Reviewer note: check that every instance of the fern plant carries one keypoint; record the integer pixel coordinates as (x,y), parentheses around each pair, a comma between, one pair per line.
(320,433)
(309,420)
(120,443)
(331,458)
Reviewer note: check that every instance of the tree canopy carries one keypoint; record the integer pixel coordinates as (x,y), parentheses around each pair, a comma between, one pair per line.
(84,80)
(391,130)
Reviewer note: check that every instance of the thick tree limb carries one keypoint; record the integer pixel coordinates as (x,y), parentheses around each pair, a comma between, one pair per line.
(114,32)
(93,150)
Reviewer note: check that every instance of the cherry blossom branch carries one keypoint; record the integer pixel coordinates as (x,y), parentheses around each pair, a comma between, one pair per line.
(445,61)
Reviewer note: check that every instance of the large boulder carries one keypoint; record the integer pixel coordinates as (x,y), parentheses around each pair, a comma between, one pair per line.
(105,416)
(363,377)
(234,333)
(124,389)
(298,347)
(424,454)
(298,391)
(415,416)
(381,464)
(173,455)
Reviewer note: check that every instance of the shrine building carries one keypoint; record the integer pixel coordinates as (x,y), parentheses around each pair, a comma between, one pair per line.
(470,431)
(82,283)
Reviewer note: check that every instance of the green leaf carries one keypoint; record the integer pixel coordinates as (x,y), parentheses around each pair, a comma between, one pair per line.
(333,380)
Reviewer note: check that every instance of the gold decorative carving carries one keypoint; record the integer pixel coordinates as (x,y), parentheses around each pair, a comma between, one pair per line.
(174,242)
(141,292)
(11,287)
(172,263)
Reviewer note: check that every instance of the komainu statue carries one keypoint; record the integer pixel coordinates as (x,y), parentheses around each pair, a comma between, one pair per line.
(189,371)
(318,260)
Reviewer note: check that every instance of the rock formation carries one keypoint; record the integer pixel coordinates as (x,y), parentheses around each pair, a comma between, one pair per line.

**Exercise:** The complete data above is to be written out again as it stands.

**Task response:**
Reviewer note: check that every instance of the fern plant carries one keypoint; record the integer pixel coordinates as (x,y), parentheses around each pair, a comma between, one pair per line.
(320,433)
(309,420)
(120,443)
(331,458)
Reviewer note: check that every instance of the tree canopy carries one keypoint; record the integer pixel coordinates as (x,y), parentheses around each pair, a comma between, one pair per line.
(84,80)
(391,130)
Reviewer note: check that every instance of the thick tree limb carries one keypoint; record the integer pixel coordinates as (x,y), parentheses around each pair, a comma between, one pair per line.
(114,32)
(93,150)
Reviewer note: check that every instance of the cherry blossom branch carries one keypoint; record the integer pixel coordinates as (x,y), parentheses around each pair, a comma between, one pair per line.
(445,61)
Reviewer note: check that every instance of the large boulder carries one keypoint; record the integer pixel coordinates as (x,y), parentheses around each pair, a comma between, one pair per line.
(105,416)
(363,377)
(234,333)
(124,389)
(298,347)
(424,454)
(298,391)
(415,416)
(381,464)
(173,455)
Reviewer note: check that every instance of the shrine building carries one keypoint; record the integer pixel coordinates as (x,y), parentheses around each pair, a comma between, one pair per line.
(470,431)
(82,283)
Reviewer note: check that every instance of the green leaf carries one keypoint; record the integer pixel coordinates as (x,y), parentheses around each pair, a comma between, one pair per line.
(333,380)
Reviewer note: check that every instance of the gold decorative carving carries one keypoint; record the integer pixel coordinates as (x,y), parentheses around each pair, a comma between, one pair per line.
(174,242)
(141,292)
(11,287)
(172,263)
Reviewer note: check that every instance of the komainu statue carries one keypoint; record the integer pixel coordinates as (x,y), parentheses around each pair, a comma between, one pair per line.
(189,371)
(318,260)
Reviewer note: check that every instance of the rock formation carries one keypoint; record the integer pixel coordinates as (x,y), parentheses around each pair, a comma between, one pair per line.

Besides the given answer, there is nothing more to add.